START

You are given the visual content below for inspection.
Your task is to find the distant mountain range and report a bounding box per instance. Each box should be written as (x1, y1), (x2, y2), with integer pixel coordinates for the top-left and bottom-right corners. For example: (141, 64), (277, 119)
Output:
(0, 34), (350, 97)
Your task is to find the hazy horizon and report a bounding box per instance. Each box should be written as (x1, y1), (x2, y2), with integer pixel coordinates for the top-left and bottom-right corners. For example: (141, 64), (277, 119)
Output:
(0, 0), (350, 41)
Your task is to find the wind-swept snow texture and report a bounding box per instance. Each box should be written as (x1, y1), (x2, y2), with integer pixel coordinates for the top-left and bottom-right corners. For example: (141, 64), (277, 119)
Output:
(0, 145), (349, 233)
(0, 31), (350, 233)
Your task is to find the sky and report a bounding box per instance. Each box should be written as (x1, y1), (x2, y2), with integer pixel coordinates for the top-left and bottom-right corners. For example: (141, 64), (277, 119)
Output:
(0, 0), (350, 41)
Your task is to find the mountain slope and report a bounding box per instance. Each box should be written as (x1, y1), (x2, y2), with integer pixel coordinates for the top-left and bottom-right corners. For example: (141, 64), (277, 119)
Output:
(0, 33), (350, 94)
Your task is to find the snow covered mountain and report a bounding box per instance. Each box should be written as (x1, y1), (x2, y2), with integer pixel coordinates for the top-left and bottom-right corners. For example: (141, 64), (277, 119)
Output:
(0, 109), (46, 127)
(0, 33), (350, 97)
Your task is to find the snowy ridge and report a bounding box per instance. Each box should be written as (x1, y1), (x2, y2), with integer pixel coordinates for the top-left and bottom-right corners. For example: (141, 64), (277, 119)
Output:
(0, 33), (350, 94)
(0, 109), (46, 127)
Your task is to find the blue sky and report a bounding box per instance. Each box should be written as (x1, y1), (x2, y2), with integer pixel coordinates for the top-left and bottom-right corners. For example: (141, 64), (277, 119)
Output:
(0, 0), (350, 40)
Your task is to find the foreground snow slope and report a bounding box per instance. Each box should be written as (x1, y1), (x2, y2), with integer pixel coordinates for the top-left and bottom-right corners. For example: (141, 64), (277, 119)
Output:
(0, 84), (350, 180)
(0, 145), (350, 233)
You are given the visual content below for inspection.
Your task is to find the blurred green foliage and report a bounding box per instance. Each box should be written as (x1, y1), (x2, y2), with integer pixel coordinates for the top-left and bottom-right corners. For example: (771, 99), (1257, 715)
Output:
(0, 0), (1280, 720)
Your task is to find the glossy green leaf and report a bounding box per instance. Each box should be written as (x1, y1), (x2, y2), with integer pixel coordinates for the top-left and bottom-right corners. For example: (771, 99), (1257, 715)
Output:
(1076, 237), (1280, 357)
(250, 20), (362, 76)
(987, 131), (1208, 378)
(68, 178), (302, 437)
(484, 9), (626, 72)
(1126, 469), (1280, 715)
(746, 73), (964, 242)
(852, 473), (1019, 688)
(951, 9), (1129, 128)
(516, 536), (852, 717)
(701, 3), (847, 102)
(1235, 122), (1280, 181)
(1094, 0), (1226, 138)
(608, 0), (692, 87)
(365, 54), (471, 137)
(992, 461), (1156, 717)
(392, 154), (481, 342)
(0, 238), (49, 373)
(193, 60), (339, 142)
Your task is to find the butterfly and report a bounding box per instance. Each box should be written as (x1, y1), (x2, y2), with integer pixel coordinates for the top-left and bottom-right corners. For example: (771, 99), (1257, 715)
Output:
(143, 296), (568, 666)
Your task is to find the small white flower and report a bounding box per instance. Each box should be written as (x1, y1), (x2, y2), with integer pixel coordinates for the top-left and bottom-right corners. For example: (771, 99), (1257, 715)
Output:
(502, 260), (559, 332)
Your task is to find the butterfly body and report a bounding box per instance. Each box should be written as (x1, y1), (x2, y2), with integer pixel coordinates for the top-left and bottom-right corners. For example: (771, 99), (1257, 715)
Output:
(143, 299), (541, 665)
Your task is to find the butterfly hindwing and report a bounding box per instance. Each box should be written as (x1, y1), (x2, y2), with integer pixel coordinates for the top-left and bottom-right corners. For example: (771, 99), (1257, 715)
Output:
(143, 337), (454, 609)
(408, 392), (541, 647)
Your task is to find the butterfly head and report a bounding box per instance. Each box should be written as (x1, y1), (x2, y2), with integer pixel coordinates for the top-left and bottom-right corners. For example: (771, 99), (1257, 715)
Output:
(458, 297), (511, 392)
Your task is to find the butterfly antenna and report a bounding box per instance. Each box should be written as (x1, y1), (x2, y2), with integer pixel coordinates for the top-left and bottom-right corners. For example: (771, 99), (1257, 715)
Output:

END

Exercise directions
Rescale everything from the line containing "Your task is to find the small" down to the end of the items, writing all of those lines out again with the requests left unchanged. In the answers only, multiply every coordinate by 0.3 and round it to a whole number, rounding halves up.

Output
Your task is to find the small white flower and report a bounding box per instance. Each box should be written as (x1, y1), (x2, y2), with integer pixel coordinates for the top-left and bottom-right corners. For example: (771, 99), (1257, 715)
Output:
(151, 78), (168, 100)
Your task is to find the butterfly body and report a bounding box per instance. Each box should be written as (x1, y1), (x2, y2), with integer pixel coordinates for the top-left and bottom-right corners. For example: (771, 99), (1257, 715)
Output:
(43, 90), (162, 200)
Your task is to find the butterfly hindwing and report a bounding box per instance. Each box should be written as (x1, y1), (x2, y2), with integer pixel coordinates for the top-left and bottom-right corners. For example: (771, 99), (1257, 715)
Output:
(43, 101), (136, 183)
(122, 118), (162, 194)
Your task is to find the butterfly head and report a bounding box per instance. Each box should be written as (x1, y1), (x2, y2), with integer pixel coordinates for the top-left and bottom-right corners. For example: (771, 99), (1257, 715)
Output:
(137, 89), (153, 118)
Your task is to find the butterfly antenna and report a bounding box per instance. Each box should be written as (x1, y1), (x2, y2), with integer pixel coordinates for the top-left and bottom-right corners. For example: (771, 99), (1257, 715)
Output:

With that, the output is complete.